_Exercise text:_
Segment Open

Scientific classification
- Kingdom: Plantae
- Clade: Embryophytes
- Clade: Tracheophytes
- Clade: Angiosperms
- Clade: Eudicots
- Clade: Asterids
- Order: Ericales
- Family: Ericaceae
- Genus: Vaccinium
- Species: V. cylindraceum
- Binomial name: Vaccinium cylindraceum Sm.
- Synonyms: Vaccinium longiflorum Wikstr.

= Vaccinium cylindraceum =

- Genus: Vaccinium
- Species: cylindraceum
- Authority: Sm.
- Conservation status: LC
- Synonyms: Vaccinium longiflorum Wikstr.

Species of flowering plant

Vaccinium cylindraceum, known by its common names such as Azores blueberry, (Portuguese: uva-da-serra, uva-do-mato) is a species of Vaccinium endemic to the Azores.

== Description ==
The plant can be propagated by seed or by cuttings. It forms a shrub reaching up to 3 m in height. The leaves are semi-deciduous, elongated with sharp tips, and serrated. Initially red, the apical shoots may have a bright red colour.

Segment Closed

_Required actions:_
a) According to the text on the Azores blueberry, how tall can the shrub grow?
b) Continue the Azores blueberry text from its last sentence.

_Dataset excerpts:_
Segment Open

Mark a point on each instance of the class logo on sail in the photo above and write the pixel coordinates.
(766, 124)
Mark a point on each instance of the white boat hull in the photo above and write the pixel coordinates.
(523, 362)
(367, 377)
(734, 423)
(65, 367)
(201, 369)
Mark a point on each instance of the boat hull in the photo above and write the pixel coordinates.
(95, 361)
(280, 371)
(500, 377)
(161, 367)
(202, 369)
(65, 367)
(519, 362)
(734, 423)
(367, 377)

Segment Closed
Segment Open

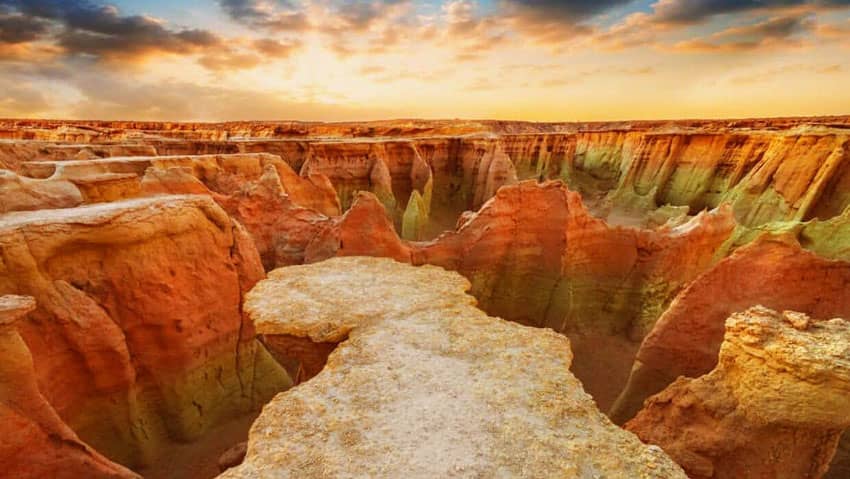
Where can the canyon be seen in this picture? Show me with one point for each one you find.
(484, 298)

Segment Closed
Segment Open

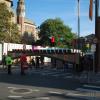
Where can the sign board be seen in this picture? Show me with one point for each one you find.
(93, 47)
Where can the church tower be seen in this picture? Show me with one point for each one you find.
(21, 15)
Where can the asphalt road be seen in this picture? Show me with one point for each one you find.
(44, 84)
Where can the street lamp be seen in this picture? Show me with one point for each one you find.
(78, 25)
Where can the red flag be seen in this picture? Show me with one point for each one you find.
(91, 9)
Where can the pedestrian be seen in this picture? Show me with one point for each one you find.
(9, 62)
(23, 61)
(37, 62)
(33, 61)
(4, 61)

Segment Closed

_Expected results:_
a) Up to 3 m in height.

b)
The plant is a hermaphrodite. The plant flowers between May and June. The flowers are trumpet-shaped, with a pinkish white colour, and usually occur in clusters. In autumn the leaves may change to a reddish-yellow. The fruit is a cylindrical black pseudo-berry up to 2.5 cm long; it is fleshy and juicy. The plant has a diploid set of genes, with a total of 48 chromosomes.

== Distribution and habitat ==
This plant is endemic to the Azores, where it can be found on all islands except Corvo and Graciosa.

This species can be found at elevations between 380-1,400 m. It grows best in acidic, loam, well-drained soil and can grow in little to no shade.

==Uses==
The species has gained the Royal Horticultural Society's Award of Garden Merit as an ornamental.